- READING PASSAGE
--- Start ---
In either case, work-arounds to get what you want may be needed and are usually straightforward, as other contributions to the thread have shown clearly. 

Nick 
n.j.cox@durham.ac.uk 

Joseph McDonnell

I suspect it's a design decision to accommodate the fact that you
could be trying to sum a combination of non-missing and missing values
e.g. if row 8 had the value of 40 instead of missing. You would
probably(?) want to see the value 40 in the collapsed data set.

You can differentiate between the zeroes in David's example by using
the count function.
. collapse (sum) x (count) n=x, by(group)

. list

     +----------------+
     | group    x   n |
     |----------------|
  1. |     1   33   3 |
  2. |     2   63   3 |
  3. |     3    0   0 |
  4. |     4    0   2 |
     +----------------+


On Wed, Feb 10, 2010 at 12:20 PM, Michael Mitchell

>   I am befuddled by the following example that uses the -collapse-
> command with the -(sum)- function...
--- End ---
- SHORT PROBLEM
Supply the next part of the forum thread on summing missing values with -collapse-, starting right after its final sentence. The lines that come after this thread can be left aside.

- SUPPLIED DATA
--- Start ---
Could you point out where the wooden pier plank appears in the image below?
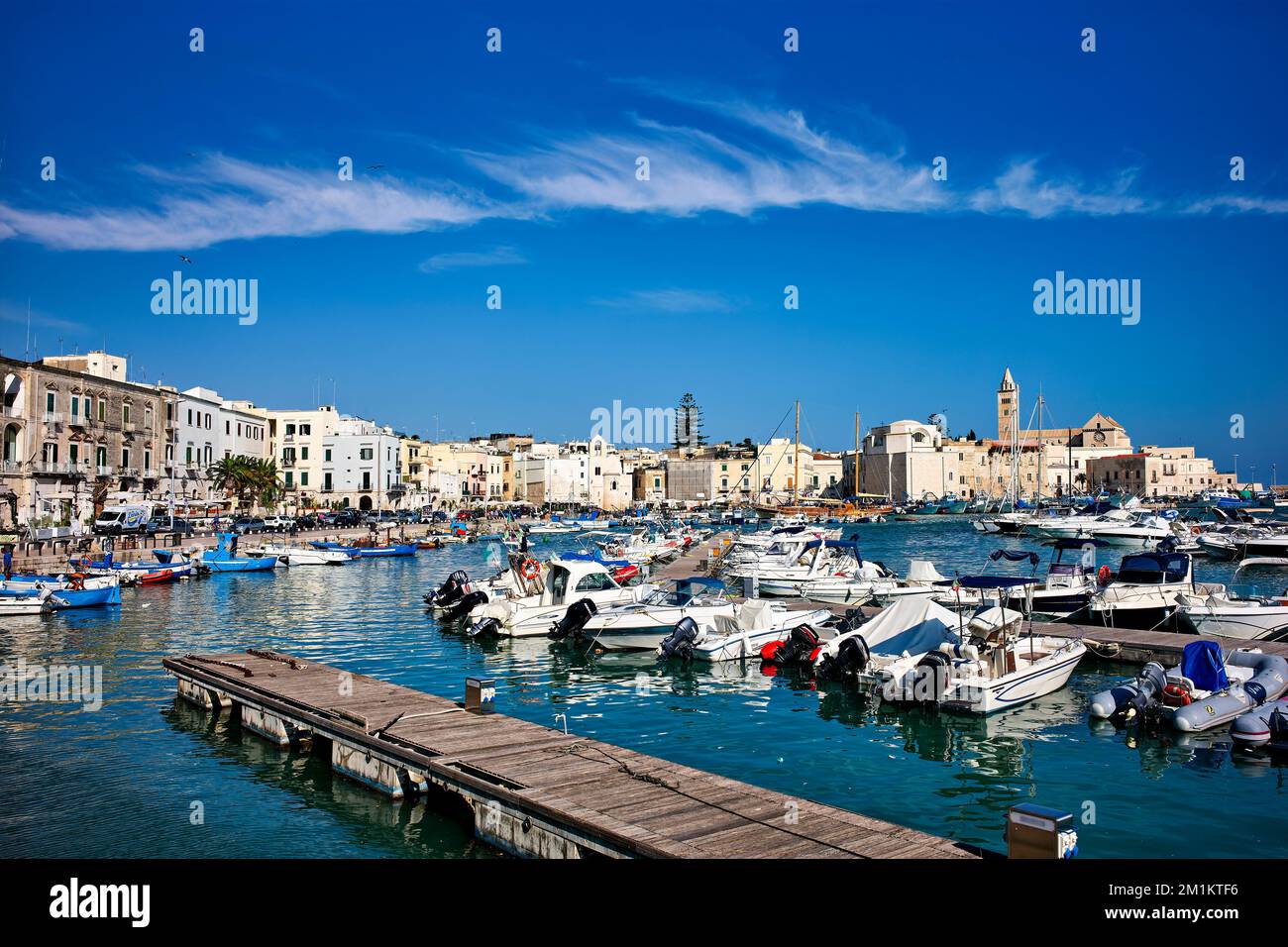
[163,655,978,858]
--- End ---
- OUTPUT FOR THIS EXERCISE
>
> . clear
>
> . input group x
>
>          group           x
>  1. 1 10
>  2. 1 11
>  3. 1 12
>  4. 2 20
>  5. 2 21
>  6. 2 22
>  7. 3 .
>  8. 4 .
>  9. 4 .
>  10. end
>
> .
> . collapse (sum) x , by(group)
>
> . list
>
>     +------------+
>     | group    x |
>     |------------|
>  1. |     1   33 |
>  2. |     2   63 |
>  3. |     3    0 |
>  4. |     4    0 |
>     +------------+
>
>  Shouldn't the value of -x- for groups 3 and 4 be missing, not zero.
> To me, the sum of a series of missing values is a missing value. I am
> doing a collapse for about 100 variables (100 x values) and need the
> value to be defined as missing (not 0) in such cases. Any ideas?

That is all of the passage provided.